Extract to read:
*****

What follows is an opinion from the Supreme Court of the United States. Your task is to identify the disposition of the case, that is, the treatment the Supreme Court accorded the court whose decision it reviewed. The information relevant to this variable may be found near the end of the summary that begins on the title page of each case, or preferably at the very end of the opinion of the Court. For cases in which the Court granted a motion to dismiss, consider "petition denied or appeal dismissed". There is "no disposition" if the Court denied a motion to dismiss.

Opinion:
COLEMAN v. ALABAMA.
No. 162,
Misc.
Decided October 16, 1967.
Jack Greenberg, Michael Meltsner and Orzell Billings-ley for petitioner.
MacDonald Gallion, Attorney General of Alabama, and Leslie Hall, Assistant Attorney General, for respondent.
Per Curiam.
The motion for leave to proceed in forma pauperis and the petition for a writ of certiorari are granted.

*****

Written task 1:
Answer these questions from the Coleman v. Alabama opinion:
(a) On what date was the case decided?
(b) Who is named as Attorney General of Alabama for the respondent?
(c) What two things does the Court grant in its final sentence?
Written task 2:
Extend the Coleman v. Alabama opinion past its last sentence.
The items that come next are separate material with no connection to the Coleman v. Alabama opinion.

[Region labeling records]
*****

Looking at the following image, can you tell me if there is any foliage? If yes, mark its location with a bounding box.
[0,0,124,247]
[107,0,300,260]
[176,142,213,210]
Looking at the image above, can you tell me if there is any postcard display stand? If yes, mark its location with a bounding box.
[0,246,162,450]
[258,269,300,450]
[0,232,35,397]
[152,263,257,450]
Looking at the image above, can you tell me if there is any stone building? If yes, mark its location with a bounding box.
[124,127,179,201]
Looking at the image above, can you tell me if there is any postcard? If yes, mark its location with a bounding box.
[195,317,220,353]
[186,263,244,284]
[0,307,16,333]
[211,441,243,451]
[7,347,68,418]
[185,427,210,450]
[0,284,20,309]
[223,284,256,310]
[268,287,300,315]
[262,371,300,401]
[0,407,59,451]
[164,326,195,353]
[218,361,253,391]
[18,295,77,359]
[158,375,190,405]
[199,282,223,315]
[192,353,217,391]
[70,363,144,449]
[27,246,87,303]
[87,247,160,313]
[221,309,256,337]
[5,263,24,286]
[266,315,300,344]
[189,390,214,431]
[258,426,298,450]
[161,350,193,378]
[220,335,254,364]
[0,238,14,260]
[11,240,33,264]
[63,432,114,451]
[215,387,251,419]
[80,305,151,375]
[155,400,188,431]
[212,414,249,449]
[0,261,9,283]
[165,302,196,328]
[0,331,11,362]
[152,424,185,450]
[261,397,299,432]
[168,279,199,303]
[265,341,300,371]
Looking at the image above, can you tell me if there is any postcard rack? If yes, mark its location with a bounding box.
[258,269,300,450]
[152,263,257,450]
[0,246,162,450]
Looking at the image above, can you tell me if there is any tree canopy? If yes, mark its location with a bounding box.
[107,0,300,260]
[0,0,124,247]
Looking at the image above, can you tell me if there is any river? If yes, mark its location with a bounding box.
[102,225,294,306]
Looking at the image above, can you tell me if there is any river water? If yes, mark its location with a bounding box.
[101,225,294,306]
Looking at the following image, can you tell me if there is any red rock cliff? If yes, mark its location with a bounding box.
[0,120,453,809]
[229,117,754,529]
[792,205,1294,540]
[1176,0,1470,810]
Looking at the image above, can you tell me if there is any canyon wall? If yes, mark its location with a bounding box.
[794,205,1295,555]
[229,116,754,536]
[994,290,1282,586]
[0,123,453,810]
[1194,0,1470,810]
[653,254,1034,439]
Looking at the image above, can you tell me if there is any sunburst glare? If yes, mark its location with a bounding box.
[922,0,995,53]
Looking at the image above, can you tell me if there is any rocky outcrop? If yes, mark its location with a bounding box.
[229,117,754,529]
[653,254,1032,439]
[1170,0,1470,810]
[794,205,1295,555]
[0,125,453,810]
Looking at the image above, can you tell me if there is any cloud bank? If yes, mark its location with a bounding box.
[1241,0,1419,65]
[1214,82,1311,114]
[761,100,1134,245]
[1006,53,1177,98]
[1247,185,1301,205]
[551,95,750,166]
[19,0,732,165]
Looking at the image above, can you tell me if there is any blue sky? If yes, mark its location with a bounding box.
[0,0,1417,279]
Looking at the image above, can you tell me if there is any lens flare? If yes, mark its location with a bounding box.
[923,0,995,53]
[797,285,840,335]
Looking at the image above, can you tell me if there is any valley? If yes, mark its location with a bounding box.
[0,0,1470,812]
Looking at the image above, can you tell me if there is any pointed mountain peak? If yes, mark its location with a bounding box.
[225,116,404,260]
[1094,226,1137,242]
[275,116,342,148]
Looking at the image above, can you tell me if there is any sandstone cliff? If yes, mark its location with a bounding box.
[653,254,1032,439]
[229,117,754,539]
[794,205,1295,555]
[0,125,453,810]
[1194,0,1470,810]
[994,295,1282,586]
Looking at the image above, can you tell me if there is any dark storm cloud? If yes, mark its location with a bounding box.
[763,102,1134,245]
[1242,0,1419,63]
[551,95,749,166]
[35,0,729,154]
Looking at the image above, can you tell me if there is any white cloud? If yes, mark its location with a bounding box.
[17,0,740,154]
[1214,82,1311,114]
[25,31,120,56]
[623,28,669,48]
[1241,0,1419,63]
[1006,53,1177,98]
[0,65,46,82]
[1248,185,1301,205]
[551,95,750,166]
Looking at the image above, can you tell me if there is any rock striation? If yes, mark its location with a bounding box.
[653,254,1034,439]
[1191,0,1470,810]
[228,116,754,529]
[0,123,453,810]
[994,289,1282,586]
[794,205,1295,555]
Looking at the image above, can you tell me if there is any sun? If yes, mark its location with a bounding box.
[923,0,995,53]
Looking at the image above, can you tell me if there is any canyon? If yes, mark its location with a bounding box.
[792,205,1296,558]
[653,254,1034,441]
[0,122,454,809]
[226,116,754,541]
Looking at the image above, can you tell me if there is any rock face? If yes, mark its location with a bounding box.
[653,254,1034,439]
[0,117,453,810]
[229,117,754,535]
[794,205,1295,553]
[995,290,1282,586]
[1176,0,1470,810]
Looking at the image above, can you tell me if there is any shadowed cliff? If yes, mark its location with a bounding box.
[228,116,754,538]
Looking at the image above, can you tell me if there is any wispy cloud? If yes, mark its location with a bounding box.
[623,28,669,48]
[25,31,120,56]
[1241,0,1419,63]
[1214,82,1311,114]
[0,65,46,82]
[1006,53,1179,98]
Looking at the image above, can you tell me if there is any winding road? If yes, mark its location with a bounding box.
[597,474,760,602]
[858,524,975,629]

*****

Exercise result 1:
(a) October 16, 1967.
(b) MacDonald Gallion.
(c) The motion for leave to proceed in forma pauperis and the petition for a writ of certiorari.

Exercise result 2:
On our previous remand, we held that petitioner was entitled to “his day in court on his allegations of systematic exclusion of Negroes from the grand and petit juries sitting in his case.” 377 U. S. 129, 133. Petitioner was thereupon afforded an evidentiary hearing on his allegations. Although the evidence was in dispute regarding the inclusion of Negroes in the grand and petit jury venires in the county in which petitioner was indicted and tried, it appeared that no Negro served on the grand jury which indicted or the petit jury which convicted petitioner. It further appeared that up to the time of petitioner’s trial, no Negro had ever served on a grand jury panel and few, if any, Negroes had served on petit jury panels. This “testimony in itself made out a prima facie case of the denial of the equal protection which the Constitution guarantees.” Norris v. Alabama, 294 U. S. 587, 591. In the absence of evidence adduced by the State adequate to rebut the prima facie case, petitioner was therefore entitled to have his conviction reversed. Arnold v. North Carolina, 376 U. S. 773; Eubanks v. Louisiana, 356 U. S. 584; Reece v. Georgia, 350 U. S. 85, 87-88; Hernandez v. Texas, 347 U. S. 475, 481; Hill v. Texas, 316 U. S. 400, 406; Norris v. Alabama, supra.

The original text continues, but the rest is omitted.